** Document **
-- Start --
Existing contracts must be amended no later than December 31, 2019.

Parties to certain older German profit and loss transfer agreements ("PLTA"), take note. According to the German Federal Ministry of Finance's ("BMF") April 3, 2019, circular letter, PLTA with controlled limited liability companies ("GmbH") must be amended by December 31, 2019, to ensure that an existing income tax group will continue to be recognized in the future.

Affected PLTA include those concluded before January 1, 2006, that do not contain references to the statute of limitation provisions of § 302 para. 4 of the German Stock Corporation Act ("AktG") of December 9, 2004. These references could include wording such as, "The assumption of losses takes place in accordance with § 302 para. 1–3 AktG," for example.

According to the previous administrative opinion (BMF of December 16, 2005), this requirement did not apply to contracts concluded before January 1, 2006. However, the German Federal Court of Finance decided otherwise in its judgment of May 10, 2017 (DStR 2017, 2429). The BMF now follows this interpretation.

Existing contracts therefore must be amended no later than December 31, 2019, to include a dynamic reference to § 302 AktG in its current version (§ 17 para. 1 sentence 2 no. 2 KStG). The five-year minimum term for tax groups does not restart.

The amendment of the PLTA must be in writing and must be approved by the shareholders of the controlling company and the parent company. The shareholders' resolution of the GmbH must be notarized and entered into its commercial register, so that implementation can begin in a timely fashion.

For subsidiaries in the legal form of a stock corporation (i.e., AGs and not limited liability companies such as GmbHs), § 302 AktG already applies by law. The change in administrative practice is therefore irrelevant for those entities.
-- End --
** Data **
-- Start --
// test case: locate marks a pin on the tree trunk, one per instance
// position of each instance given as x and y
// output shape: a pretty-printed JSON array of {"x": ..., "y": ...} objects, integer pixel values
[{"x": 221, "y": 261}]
-- End --
** Required tasks **
• 1. Answer these from the PLTA notice:
(a) By what date must existing contracts be amended?
(b) On what date did the German Federal Court of Finance issue its judgment?
(c) Does the five-year minimum term for tax groups restart?
• 2. Write out the passage of the PLTA notice starting at "Affected PLTA include" and ending at "follows this interpretation.".
• 3. List every distinct calendar date that appears in the PLTA notice.
The listing is separate material and not part of the PLTA notice.

** Responses by task **
• 1.
(a) December 31, 2019
(b) May 10, 2017
(c) No, it does not restart.

• 2.
Affected PLTA include those concluded before January 1, 2006, that do not contain references to the statute of limitation provisions of § 302 para. 4 of the German Stock Corporation Act ("AktG") of December 9, 2004. These references could include wording such as, "The assumption of losses takes place in accordance with § 302 para. 1–3 AktG," for example.

According to the previous administrative opinion (BMF of December 16, 2005), this requirement did not apply to contracts concluded before January 1, 2006. However, the German Federal Court of Finance decided otherwise in its judgment of May 10, 2017 (DStR 2017, 2429). The BMF now follows this interpretation.

• 3.
December 31, 2019
April 3, 2019
January 1, 2006
December 9, 2004
December 16, 2005
May 10, 2017